Rewrite the lines in the data as a numbered list, omitting any blank lines.
-- start of Dataset entries --
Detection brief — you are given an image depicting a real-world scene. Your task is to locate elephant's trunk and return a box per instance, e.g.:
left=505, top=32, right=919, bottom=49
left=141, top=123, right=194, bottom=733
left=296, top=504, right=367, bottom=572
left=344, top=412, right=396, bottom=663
-- end of Dataset entries --
Written response.
1. Detection brief — you are given an image depicting a real-world scene. Your task is to locate elephant's trunk and return a box per instance, e.g.:
2. left=505, top=32, right=919, bottom=49
3. left=141, top=123, right=194, bottom=733
4. left=296, top=504, right=367, bottom=572
5. left=344, top=412, right=396, bottom=663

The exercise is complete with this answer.